## [How to complete this task]
Nothing in the data may be changed; retype all of it.

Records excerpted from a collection
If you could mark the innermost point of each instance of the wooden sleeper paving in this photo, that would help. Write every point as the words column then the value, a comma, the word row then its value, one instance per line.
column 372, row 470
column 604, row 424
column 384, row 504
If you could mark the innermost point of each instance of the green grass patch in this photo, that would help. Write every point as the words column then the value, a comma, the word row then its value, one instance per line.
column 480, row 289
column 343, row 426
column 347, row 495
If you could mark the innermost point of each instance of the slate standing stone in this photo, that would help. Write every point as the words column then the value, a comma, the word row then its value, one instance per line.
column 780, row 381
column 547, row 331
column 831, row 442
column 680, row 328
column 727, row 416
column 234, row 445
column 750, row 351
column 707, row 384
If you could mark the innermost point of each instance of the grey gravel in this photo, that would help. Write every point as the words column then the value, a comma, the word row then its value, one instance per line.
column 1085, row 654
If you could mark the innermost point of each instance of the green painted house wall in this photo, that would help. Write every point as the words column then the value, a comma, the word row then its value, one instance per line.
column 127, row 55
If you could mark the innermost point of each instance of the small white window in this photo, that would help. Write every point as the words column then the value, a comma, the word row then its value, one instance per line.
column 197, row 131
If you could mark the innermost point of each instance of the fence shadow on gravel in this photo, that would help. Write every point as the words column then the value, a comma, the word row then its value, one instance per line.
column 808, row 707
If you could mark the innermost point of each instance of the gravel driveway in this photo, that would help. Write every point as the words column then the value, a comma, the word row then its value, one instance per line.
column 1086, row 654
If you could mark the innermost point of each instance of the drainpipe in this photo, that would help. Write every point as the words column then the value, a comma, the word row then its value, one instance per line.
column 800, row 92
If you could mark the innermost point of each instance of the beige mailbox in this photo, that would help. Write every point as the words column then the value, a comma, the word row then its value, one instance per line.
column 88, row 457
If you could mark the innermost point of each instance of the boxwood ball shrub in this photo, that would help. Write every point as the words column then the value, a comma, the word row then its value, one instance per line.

## [Expected answer]
If you could mark the innermost point of each instance of the wooden sleeper paving in this photo, that would help. Write every point as the words column then the value, a comma, the word row then its value, one instance per line.
column 372, row 470
column 604, row 424
column 384, row 504
If you could mark the innermost point of each instance of the green grass patch in this photo, that would help. Write every point as the words column then the value, a comma, the word row then its value, one instance per line.
column 480, row 289
column 343, row 426
column 347, row 495
If you could mark the innermost point of each instance of the slate standing stone in this photo, that would help. Write every point as the words column then the value, a comma, the word row then its value, one instance per line.
column 780, row 381
column 547, row 331
column 831, row 442
column 680, row 328
column 727, row 416
column 234, row 445
column 750, row 351
column 707, row 384
If you could mark the innermost point of each instance of the grey gravel in this photo, that would help. Write every point as the words column then the value, a comma, the word row then its value, one instance per line.
column 1085, row 654
If you could mark the innermost point of each instance of the green painted house wall in this photo, that would help. Write every point as the words column then the value, a comma, the word row then its value, one instance per line.
column 127, row 55
If you could mark the innermost point of each instance of the small white window in this photo, that would help. Write every point as the words column then the value, a comma, the word row then its value, one instance per line.
column 197, row 131
If you could mark the innermost point of each instance of the fence shadow on gravel in this photo, that would help. Write every point as the words column then the value, a comma, the word row then its value, one instance per line.
column 808, row 707
If you could mark the innermost point of each instance of the gravel driveway in this photo, that would help. Write every point as the words column then the value, a comma, the word row then its value, one instance per line.
column 1086, row 654
If you could mark the innermost point of each instance of the drainpipe in this photo, that would help. Write every point as the words column then the value, a comma, the word row then its value, one instance per line.
column 800, row 92
If you could mark the innermost point of each instance of the beige mailbox in this photo, that would help. Write every point as the words column then the value, a comma, the word row then its value, one instance per line.
column 88, row 457
If you could mark the innermost point of each instance of the boxwood ball shrub in this photo, that would help. Write every point as the words column then the value, a comma, the word row then its value, one instance per line.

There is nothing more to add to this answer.